───── QUOTED PASSAGE ─────

Former President Jimmy Carter’s attendance at Donald Trump’s inauguration on Friday makes him the oldest former commander-in-chief to attend a presidential inauguration ceremony—a fact made more remarkable by his recovery from a cancer diagnosis less than two years ago.
Carter, now 92, announced in August 2015 that he had been diagnosed with cancer. He later said he thought he had just “a few weeks to live.” When he began treatment, the melanoma had spread to his liver and brain. But by that December, Carter announced he was “cancer-free.”
In a further sign of recovery, in March 2016, Carter said his doctors had told him he no longer needed cancer treatments—which had been a combination of radiation and the new immunotherapy drug pembrolizumab. Immunotherapy, an innovative new approach to treating cancer, uses the body’s immune system to fight the disease—sometimes by enhancing the immune system and sometimes by targeting specific cancer cells. When it works, it improves the body’s ability to fight cancer.
Research has show than pembrolizumab—also called Keytruda—can be an effective treatment for patients with late-stage melanoma, and it can be used before or after other types of therapy.
Carter, who is now in remission, was the first former president to RSVP for Trump’s inauguration, even though the outdoor winter ceremony has previously led some elderly former presidents to bow out of attending. Former President Gerald Ford was 91 when he missed George W. Bush’s second inauguration in 2005, citing health concerns.

───── DATA SHOWN ─────

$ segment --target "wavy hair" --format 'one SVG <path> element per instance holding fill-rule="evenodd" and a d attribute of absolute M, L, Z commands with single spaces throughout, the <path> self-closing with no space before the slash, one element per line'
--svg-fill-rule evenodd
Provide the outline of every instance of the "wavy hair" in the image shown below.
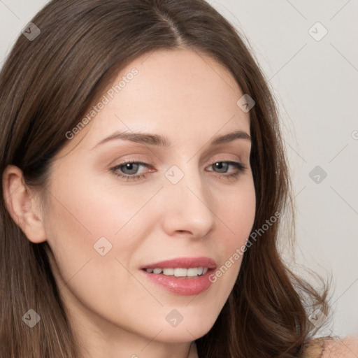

─────

◆ TASKS TO PERFORM ◆
1. According to the Carter article, what combination of treatments did Carter receive for his cancer?
2. Write out the part of the Carter article that opens with the words containing "Research has show" and closes with "types of therapy.".
Answer from the Carter article alone.

◆ ANSWERS TO EACH TASK ◆
1. Radiation and the immunotherapy drug pembrolizumab.

2.
Research has show than pembrolizumab—also called Keytruda—can be an effective treatment for patients with late-stage melanoma, and it can be used before or after other types of therapy.